§ WORK TO DO: Switch "bus panel" to "side panel" in the listing, starting with the line containing "Please put a dot on every instance of the red logo" and going on through the line containing "<point>336,599</point>". Give those lines again with nothing else changed.
━━ PROVIDED ENTRIES
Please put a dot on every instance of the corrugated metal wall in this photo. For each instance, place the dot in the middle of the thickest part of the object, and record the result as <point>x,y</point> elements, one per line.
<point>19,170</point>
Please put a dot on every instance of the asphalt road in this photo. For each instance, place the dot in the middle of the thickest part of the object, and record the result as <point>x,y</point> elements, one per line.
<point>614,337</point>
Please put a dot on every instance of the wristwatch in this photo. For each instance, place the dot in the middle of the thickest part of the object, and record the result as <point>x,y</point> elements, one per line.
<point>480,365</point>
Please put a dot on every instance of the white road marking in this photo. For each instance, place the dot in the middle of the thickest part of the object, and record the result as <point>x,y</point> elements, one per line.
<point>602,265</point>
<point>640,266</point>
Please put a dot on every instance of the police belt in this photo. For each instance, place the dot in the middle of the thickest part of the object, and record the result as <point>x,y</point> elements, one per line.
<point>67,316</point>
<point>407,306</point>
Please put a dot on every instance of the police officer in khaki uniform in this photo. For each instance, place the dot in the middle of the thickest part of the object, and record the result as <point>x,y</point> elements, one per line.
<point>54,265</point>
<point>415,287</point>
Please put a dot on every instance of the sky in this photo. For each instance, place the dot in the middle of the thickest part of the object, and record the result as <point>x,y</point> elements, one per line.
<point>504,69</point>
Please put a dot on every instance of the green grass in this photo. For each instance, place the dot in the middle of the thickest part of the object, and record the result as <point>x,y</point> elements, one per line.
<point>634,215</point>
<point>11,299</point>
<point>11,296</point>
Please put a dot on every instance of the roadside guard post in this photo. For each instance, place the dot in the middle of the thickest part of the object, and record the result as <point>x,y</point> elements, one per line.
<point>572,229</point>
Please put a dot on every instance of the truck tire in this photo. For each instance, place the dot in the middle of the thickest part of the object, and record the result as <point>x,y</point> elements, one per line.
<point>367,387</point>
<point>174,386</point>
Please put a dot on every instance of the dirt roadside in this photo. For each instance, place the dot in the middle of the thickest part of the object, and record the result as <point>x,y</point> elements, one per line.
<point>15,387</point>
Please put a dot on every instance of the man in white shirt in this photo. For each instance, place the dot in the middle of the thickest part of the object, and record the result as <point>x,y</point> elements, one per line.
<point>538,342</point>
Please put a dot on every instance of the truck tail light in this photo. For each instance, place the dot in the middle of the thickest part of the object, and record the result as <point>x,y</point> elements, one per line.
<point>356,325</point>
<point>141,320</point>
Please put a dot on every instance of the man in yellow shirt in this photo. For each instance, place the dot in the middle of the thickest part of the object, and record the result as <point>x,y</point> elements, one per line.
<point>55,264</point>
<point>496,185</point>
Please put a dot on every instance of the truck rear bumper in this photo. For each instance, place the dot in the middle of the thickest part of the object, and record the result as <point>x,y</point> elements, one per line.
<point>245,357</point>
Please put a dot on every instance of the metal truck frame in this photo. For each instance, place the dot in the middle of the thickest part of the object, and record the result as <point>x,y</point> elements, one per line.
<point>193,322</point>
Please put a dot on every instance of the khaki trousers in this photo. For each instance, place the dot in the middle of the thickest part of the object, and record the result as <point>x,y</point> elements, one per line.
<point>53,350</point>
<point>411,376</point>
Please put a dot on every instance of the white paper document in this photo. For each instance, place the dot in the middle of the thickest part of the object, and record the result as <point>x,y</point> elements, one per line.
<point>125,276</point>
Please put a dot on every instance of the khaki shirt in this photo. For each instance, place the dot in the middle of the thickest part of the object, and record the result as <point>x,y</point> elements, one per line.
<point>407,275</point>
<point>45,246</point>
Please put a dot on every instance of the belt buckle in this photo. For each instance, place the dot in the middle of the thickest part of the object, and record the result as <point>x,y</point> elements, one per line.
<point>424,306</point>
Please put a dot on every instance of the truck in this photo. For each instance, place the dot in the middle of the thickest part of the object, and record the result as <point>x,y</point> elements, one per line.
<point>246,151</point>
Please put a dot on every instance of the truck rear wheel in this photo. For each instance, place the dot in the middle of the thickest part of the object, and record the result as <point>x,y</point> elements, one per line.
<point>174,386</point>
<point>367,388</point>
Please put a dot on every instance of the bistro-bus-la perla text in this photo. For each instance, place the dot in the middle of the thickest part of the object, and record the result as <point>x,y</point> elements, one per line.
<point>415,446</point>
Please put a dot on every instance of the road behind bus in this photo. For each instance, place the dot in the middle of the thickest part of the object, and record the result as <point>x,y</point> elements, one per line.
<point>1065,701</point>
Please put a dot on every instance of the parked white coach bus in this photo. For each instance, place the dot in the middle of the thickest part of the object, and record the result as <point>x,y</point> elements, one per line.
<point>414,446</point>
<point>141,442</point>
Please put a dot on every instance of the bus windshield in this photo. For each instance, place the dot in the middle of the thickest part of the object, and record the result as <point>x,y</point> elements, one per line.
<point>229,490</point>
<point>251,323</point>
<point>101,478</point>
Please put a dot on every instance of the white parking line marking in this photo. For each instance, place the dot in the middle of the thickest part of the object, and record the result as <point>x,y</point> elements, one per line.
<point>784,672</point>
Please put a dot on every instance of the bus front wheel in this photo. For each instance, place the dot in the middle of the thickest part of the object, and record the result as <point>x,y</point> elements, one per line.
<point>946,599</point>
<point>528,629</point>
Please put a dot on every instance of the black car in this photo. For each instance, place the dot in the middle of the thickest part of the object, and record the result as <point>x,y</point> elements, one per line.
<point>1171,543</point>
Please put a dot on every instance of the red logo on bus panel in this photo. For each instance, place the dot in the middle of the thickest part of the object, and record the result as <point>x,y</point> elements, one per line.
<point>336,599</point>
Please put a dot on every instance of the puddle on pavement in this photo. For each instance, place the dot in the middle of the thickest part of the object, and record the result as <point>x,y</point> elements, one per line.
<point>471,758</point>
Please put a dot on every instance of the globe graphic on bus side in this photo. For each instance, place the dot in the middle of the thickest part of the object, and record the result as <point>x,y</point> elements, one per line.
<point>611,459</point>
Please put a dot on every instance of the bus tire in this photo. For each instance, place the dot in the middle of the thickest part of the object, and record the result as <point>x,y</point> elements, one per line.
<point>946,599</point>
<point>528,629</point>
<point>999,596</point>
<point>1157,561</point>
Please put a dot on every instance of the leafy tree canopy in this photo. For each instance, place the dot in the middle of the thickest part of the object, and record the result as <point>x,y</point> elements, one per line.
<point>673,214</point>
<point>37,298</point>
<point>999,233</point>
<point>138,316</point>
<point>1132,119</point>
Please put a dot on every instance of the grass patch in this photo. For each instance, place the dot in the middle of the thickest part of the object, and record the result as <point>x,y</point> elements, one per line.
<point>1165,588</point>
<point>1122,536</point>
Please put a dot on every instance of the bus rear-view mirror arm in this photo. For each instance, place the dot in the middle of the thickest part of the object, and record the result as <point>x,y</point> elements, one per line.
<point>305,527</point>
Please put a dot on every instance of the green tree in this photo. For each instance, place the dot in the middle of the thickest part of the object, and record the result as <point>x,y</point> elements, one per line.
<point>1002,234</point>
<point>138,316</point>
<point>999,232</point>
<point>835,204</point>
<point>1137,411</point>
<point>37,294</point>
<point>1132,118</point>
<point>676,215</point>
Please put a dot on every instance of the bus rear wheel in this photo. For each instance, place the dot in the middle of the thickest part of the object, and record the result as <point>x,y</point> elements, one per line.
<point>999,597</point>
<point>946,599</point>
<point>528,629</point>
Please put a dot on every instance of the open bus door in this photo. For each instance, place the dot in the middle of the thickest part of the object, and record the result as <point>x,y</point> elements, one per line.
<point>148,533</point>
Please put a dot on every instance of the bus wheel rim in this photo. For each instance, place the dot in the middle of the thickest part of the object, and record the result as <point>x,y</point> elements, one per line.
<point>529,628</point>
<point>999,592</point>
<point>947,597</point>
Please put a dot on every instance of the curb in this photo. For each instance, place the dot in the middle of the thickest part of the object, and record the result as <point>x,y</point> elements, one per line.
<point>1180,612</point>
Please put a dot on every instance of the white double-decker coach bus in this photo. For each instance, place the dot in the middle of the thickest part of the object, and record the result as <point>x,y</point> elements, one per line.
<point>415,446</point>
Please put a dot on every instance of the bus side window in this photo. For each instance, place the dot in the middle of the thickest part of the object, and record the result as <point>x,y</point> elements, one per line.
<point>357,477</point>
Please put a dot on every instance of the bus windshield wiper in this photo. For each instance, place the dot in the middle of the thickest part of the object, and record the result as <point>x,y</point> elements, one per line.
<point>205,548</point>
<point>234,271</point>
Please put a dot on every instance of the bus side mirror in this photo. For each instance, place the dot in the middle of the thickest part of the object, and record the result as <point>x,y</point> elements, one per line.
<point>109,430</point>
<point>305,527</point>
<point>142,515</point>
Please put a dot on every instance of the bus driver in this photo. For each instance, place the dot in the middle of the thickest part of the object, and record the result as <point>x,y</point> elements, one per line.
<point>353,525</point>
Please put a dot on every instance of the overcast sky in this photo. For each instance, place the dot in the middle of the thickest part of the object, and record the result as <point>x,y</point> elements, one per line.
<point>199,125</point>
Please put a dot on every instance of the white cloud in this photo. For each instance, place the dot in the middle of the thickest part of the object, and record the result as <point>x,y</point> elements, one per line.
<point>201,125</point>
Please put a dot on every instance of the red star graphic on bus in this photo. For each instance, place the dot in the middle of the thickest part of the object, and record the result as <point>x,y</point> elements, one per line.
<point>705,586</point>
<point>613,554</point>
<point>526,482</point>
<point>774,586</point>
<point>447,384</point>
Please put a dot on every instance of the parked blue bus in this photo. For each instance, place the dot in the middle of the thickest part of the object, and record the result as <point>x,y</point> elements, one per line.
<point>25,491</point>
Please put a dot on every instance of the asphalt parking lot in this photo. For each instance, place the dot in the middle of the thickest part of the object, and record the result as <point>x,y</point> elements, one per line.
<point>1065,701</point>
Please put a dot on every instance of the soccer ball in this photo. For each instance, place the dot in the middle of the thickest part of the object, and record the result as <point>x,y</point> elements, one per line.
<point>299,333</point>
━━━━
§ EXPECTED ANSWER:
Please put a dot on every instance of the red logo on side panel in this photo. For each instance, place the dot in the middle of the thickest part of the object, and record the result as <point>x,y</point> elements, one per line.
<point>336,599</point>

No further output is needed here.